**EXTRAIT DE TEXTE**
L'action introduite contre l'architecte ayant constitué une personne morale pour exercer son activité
Présentation des faits 1
En date du 19 mai 2006, Madame C. a confié à la S.A. D. la construction d’une maison d’habitation.
La S.P.R.L. D. P., bureau d’architecture, s'est vue confier une mission complète d'architecte.
La S.A. D. a cédé aux différents entrepreneurs sous-traitants les droits dont elle disposait vis-à-vis de Madame C. tout en restant « responsable envers le maître de l'ouvrage des éventuelles malfaçons ou inexécution des travaux durant le chantier et durant les dix ans suivant la réception provisoire ».
Madame C. se plaint que de nombreux problèmes ont affecté la construction de l'habitation tant au niveau de la coordination et de l'information du chantier que de la réalisation des travaux qui seraient entachés de nombreuses malfaçons.
Madame C. a introduit une action en justice en vue d’obtenir la condamnation de la S.A. D. au paiement de 24.080,32 euros et la condamnation de Monsieur D.P. et de la S.P.R.L. D.P. au paiement de 633, 80 euros.
La S.A. D. conteste, en ordre principal, la compétence territoriale du tribunal et, en ordre subsidiaire, le bien-fondé de l'action.
Monsieur D. P. conclut à l'irrecevabilité de l'action dirigée contre lui.
La S.P.R.L. D.P. conteste quant à elle le bien-fondé de la demande.
Décision
Concernant l’exception d’irrecevabilité invoquée par Monsieur D.P., le Tribunal constate que le contrat d’honoraires est conclu entre le maître de l’ouvrage et la S.P.R.L. D.P., mais non avec Monsieur D.P. personnellement.
C’est par conséquent en vain que Madame C. s’estime contractuellement liée avec Monsieur D.P. en personne physique.
A cet égard, le juge considère qu’il est sans importance que Monsieur D.P. soit seul titulaire du diplôme d’architecte.
Le Tribunal estime que c’est à bon droit que l’architecte tire argument de la loi du 15 février 2006 pour affirmer que cette loi autorise l’exercice de la profession d’architecte en personne morale, pour autant que les gérants administrateurs ou, plus généralement, les mandataires soient des personnes physiques autorisées à exercer la profession d’architecte et inscrites au Tableau de l’Ordre.
La demande n’est dès lors pas recevable en tant qu’elle est dirigée contre Monsieur D.P.

**LIGNES DE DONNÉES**
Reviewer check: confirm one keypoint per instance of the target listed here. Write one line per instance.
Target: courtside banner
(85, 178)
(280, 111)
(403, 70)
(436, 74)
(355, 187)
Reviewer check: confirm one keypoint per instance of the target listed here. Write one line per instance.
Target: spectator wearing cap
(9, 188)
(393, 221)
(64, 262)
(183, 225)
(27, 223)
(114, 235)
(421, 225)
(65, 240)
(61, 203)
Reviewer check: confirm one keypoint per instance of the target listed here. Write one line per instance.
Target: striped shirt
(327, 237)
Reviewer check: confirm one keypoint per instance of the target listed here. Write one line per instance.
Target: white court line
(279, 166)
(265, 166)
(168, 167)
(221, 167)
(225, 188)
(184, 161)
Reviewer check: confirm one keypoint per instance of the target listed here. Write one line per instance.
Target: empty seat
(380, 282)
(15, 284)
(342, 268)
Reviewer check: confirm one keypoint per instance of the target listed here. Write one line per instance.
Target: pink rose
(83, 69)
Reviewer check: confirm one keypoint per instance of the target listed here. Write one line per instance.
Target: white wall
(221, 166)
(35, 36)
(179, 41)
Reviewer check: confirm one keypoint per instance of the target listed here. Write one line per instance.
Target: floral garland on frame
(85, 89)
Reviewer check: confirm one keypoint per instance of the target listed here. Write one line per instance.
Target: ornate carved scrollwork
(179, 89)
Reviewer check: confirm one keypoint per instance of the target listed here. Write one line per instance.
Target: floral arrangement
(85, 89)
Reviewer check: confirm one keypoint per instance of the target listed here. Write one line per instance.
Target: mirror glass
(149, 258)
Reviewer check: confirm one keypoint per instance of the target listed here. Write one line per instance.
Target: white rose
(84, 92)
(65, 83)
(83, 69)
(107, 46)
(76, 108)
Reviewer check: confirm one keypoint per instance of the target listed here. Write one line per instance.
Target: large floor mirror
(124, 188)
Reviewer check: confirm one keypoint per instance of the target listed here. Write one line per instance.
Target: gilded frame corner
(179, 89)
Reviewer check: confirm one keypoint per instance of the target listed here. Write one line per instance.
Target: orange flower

**TRAVAIL DEMANDÉ**
A. Indiquez si chacune des affirmations suivantes est conforme au texte sur l'action contre l'architecte. Répondez par oui ou par non et citez les mots du texte qui tranchent. (i) Le contrat d'honoraires a été conclu avec Monsieur D.P. personnellement. (ii) La S.A. D. conteste en ordre principal la compétence territoriale du tribunal. (iii) Madame C. a confié la construction d'une maison d'habitation à la S.A. D. le 19 mai 2006.
B. Selon le texte sur l'action contre l'architecte, quelle loi l'architecte invoque-t-il pour soutenir que la profession d'architecte peut s'exercer en personne morale ?
C. Prolongez le texte sur l'action contre l'architecte à partir de sa dernière phrase.

**RÉPONSES DANS L'ORDRE**
A.
(i) Non : « le contrat d’honoraires est conclu entre le maître de l’ouvrage et la S.P.R.L. D.P., mais non avec Monsieur D.P. personnellement »
(ii) Oui : « La S.A. D. conteste, en ordre principal, la compétence territoriale du tribunal »
(iii) Oui : « En date du 19 mai 2006, Madame C. a confié à la S.A. D. la construction d’une maison d’habitation. »

B. La loi du 15 février 2006.

C.
Bon à savoir
Quant au cadre législatif entourant la profession d’architecte, il convient de s’en référer à la loi du 20 février 1939 sur la protection du titre et de la profession d’architectes. Cette loi a récemment été modifiée par la loi du 15 février 2006 en vue de permettre la titularisation de la société constituée par des architectes pour l’exercice de leur profession, ce, dans le but de protéger le patrimoine personnel de l’architecte, personne physique 2.
Il faut savoir que l’article 5 du règlement déontologique de 1985 autorisait déjà les architectes de constituer des sociétés en vue d’y exercer leurs activités.
Il est également nécessaire de mentionner une recommandation édictée par l’Ordre des architectes le 28 novembre 1997 et toujours d’application à l’heure actuelle. Cette recommandation énonce les diverses obligations que les architectes doivent respecter lorsqu’ils exercent leurs activités en société. Il convient d’appliquer cette recommandation à toute société n’étant pas titularisée, c’est-à-dire n’étant pas inscrite au Tableau de l’Ordre des architectes. Dans ce cas, la société pourra percevoir les honoraires et signer le contrat d’architecture mais, elle n’exerce pas en tant que tel les actes d’architecture, ceux-ci étant réservés aux titulaires du diplôme et inscrits à l’Ordre 3.
À cet égard, lorsqu'une convention est signée entre un maître de l'ouvrage et une personne morale par laquelle un architecte exerce son activité, une action introduite contre la personne physique de l'architecte est irrecevable.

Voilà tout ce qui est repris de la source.